DIRECTIVE A
Select every line of the entries below that contains the string "green", and copy those lines out. Case counts.

# 20g long planted tank



## Thepokerkid227 (Dec 27, 2013)

I am totally new to live plants and have been out of the hobby for a while so after deciding to get back into it and setting up a 20g long, thanks to $1/gallon sale, decided to go all planted. This tank has been set up and cycling a week to date. I have 2 T5 HO bulbs for lighting, a 22" zoomed ultra and flora sun, have been dosing flourish excel for carbon, and have added api root tabs. Forgive me if I get a few names wrong but so far I have hygro, penny wort, a amazon sword, red ludwigia, and forgot the names of the other two plants planted so far. Waiting for my driftwood to be finished soaking to add that along with rest of mid and foreground plants, along with some moss attached to drift wood.


----------



## susankat (Nov 15, 2008)

Good start except for the striped plant. That isn't aquatic and will rot in your tank. Need to pull it and put into flowerpot. Makes a nice house plant.


----------



## Thepokerkid227 (Dec 27, 2013)

Really? Petco sold it as aquatic and had it sitting in their tanks


----------



## coralbandit (Jul 29, 2012)

Really.Petco would be the largest common offender in this situation.Many of the plants they sell are not true aquatics.
Your tank looks very nice,but Susan is correct.


----------



## Thepokerkid227 (Dec 27, 2013)

Is it necessary to take it out immediately?


----------



## coralbandit (Jul 29, 2012)

It will only die in the tank.The roots can stay in the tank if you could pop it through the top and expose the rest of plant to air.

Point labeling entries

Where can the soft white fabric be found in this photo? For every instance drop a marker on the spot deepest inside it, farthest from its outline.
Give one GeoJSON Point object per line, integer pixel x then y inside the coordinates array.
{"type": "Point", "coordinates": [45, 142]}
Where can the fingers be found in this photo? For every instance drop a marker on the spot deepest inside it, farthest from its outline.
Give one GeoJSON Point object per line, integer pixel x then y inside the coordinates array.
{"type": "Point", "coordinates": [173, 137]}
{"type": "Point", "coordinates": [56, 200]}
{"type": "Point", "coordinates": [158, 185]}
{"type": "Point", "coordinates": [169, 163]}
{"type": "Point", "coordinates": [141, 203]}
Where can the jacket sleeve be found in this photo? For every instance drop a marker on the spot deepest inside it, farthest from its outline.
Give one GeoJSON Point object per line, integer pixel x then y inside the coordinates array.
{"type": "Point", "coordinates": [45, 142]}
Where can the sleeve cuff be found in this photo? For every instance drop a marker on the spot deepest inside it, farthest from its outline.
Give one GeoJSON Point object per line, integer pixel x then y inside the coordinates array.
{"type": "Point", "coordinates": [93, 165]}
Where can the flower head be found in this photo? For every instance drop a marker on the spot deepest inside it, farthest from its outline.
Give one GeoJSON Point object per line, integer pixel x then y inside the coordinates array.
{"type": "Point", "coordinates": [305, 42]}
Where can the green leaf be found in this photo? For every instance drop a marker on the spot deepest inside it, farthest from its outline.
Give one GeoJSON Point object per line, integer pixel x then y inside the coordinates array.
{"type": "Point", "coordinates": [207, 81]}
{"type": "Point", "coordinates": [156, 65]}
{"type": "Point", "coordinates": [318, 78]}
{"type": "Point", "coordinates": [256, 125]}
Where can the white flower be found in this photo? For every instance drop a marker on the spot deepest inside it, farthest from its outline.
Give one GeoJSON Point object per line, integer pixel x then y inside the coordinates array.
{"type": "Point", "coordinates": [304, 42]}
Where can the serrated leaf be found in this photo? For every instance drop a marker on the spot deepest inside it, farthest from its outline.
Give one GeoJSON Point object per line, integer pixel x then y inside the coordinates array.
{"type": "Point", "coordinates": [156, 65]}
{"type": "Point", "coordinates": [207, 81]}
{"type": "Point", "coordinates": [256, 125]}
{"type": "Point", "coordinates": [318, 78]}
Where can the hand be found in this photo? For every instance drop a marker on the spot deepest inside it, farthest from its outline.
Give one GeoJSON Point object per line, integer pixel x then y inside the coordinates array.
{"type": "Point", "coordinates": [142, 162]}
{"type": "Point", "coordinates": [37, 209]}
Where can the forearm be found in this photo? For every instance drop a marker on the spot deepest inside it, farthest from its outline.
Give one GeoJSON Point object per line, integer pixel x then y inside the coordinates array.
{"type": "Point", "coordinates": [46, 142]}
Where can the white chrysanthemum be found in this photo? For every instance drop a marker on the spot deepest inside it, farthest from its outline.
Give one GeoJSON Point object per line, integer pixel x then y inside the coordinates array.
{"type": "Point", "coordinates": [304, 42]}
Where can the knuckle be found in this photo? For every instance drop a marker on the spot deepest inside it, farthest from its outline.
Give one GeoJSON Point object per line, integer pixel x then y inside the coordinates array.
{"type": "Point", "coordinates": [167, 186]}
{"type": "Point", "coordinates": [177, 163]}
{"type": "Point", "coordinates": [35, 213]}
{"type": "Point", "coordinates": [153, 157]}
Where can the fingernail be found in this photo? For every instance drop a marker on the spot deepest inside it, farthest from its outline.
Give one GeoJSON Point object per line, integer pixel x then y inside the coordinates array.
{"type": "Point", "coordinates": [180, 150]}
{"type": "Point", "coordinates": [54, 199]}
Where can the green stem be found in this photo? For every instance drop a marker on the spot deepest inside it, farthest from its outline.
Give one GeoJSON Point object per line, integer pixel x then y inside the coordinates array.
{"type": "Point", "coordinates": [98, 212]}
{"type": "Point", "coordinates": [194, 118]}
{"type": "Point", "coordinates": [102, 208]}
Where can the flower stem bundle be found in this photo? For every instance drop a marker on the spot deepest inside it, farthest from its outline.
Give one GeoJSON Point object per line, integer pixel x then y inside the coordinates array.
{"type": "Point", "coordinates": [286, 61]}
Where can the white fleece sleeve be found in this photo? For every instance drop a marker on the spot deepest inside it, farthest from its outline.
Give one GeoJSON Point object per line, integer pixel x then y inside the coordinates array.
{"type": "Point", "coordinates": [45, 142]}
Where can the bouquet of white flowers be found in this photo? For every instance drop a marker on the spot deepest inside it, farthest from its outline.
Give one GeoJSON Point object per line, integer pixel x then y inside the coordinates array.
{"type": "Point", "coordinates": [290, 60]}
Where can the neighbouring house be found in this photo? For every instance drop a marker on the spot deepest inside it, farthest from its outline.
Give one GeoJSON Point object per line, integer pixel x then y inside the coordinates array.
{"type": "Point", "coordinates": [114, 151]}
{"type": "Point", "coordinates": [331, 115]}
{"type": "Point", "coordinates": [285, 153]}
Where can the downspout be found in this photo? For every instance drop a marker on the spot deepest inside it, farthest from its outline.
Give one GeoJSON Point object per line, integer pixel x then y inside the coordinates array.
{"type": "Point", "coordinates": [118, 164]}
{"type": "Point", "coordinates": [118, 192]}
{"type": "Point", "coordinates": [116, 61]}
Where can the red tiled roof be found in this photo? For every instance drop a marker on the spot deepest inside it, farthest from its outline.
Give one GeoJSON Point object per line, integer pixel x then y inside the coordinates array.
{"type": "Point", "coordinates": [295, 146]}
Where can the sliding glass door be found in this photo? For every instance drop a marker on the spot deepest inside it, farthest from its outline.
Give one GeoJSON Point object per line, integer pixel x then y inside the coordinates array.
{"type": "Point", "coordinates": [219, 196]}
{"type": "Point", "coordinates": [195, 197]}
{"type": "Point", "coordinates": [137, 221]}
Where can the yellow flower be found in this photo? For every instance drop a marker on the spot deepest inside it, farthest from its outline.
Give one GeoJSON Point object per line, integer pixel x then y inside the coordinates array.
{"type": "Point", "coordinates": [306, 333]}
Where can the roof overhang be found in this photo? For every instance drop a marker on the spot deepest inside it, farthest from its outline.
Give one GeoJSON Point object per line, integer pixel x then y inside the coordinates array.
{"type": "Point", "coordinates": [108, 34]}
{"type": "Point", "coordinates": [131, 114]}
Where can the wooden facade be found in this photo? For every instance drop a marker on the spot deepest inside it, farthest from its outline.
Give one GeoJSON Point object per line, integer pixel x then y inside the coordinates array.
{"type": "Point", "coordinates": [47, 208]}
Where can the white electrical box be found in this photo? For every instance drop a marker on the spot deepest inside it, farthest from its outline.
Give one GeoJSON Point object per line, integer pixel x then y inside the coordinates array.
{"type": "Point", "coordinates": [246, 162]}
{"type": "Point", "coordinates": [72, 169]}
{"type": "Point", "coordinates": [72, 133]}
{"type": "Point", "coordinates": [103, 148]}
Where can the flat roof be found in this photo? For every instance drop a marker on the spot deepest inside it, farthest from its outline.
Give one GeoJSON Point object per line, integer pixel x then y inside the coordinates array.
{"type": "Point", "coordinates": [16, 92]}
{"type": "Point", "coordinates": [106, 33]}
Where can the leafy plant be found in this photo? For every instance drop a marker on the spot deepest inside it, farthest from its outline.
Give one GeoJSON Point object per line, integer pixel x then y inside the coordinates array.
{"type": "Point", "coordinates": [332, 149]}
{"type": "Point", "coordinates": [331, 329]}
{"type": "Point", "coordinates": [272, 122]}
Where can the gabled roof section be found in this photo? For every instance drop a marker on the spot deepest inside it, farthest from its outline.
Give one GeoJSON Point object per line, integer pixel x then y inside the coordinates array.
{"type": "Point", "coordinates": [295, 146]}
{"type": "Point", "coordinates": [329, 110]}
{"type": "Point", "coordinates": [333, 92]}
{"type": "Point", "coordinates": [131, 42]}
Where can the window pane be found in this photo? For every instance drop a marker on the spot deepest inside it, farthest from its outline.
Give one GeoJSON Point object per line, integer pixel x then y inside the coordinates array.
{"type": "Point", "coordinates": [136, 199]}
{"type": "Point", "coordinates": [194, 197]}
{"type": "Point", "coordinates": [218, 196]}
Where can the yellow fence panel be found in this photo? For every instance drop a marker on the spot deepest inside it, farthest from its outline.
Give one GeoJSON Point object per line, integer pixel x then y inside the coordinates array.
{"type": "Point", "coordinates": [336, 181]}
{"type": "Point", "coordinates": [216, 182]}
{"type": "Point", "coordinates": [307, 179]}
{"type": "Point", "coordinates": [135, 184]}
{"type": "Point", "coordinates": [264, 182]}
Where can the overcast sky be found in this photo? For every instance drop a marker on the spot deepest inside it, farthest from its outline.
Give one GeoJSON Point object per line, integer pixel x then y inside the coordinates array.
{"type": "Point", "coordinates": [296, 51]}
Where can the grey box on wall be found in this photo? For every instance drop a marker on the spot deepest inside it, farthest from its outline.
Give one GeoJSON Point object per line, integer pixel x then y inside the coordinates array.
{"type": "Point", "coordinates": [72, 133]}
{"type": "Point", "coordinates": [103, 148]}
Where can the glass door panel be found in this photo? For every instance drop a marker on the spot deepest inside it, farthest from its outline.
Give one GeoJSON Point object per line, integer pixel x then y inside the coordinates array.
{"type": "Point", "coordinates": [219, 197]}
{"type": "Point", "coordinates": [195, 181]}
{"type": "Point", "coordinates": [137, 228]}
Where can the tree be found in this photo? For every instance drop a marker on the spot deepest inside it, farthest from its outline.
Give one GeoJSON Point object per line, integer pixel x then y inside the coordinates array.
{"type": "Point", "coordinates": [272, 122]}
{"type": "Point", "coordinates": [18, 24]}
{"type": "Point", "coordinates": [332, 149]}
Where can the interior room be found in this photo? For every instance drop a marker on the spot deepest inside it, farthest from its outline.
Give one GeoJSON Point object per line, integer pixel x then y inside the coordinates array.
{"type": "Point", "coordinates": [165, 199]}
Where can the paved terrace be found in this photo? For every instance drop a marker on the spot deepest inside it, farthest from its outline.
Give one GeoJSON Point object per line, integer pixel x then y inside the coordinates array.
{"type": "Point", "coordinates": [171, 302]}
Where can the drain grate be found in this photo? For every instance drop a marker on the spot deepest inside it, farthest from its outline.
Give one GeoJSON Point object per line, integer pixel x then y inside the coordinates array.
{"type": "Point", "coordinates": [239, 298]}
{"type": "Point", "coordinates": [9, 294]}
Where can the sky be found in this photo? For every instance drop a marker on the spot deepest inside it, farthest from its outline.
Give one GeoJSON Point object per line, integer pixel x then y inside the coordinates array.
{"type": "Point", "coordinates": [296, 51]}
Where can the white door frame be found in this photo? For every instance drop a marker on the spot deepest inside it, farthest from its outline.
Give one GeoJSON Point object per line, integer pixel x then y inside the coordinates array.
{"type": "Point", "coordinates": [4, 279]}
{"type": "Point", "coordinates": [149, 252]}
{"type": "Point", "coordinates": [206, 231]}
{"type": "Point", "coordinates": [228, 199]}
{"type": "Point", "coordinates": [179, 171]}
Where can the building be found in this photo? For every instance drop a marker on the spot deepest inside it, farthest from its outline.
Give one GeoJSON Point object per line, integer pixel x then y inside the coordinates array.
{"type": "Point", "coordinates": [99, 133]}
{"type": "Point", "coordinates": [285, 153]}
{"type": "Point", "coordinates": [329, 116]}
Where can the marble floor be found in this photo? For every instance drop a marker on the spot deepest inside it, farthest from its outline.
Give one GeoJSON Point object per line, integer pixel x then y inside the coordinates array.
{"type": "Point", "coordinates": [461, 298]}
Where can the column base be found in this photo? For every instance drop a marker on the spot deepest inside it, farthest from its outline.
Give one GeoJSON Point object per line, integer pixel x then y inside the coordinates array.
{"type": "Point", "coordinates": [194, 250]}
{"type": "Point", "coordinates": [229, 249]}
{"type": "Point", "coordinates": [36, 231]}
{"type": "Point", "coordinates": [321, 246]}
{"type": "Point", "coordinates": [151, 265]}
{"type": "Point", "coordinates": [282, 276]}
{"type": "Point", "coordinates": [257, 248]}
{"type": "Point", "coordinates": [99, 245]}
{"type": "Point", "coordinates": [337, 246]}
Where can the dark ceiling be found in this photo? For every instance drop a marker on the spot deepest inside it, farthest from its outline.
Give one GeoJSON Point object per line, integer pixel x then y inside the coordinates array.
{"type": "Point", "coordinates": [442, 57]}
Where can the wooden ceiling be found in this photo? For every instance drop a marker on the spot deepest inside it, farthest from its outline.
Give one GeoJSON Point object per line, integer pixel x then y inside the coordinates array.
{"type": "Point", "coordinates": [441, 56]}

DIRECTIVE B
In the planted tank thread, what does susankat say should be done with the striped plant?

SOLUTION A
Where can the green leaf be found in this photo? For every instance drop a marker on the spot deepest inside it, farthest from its outline.
Where can the green stem be found in this photo? For every instance drop a marker on the spot deepest inside it, farthest from its outline.

SOLUTION B
Pull it out of the tank and put it into a flowerpot, where it makes a nice house plant.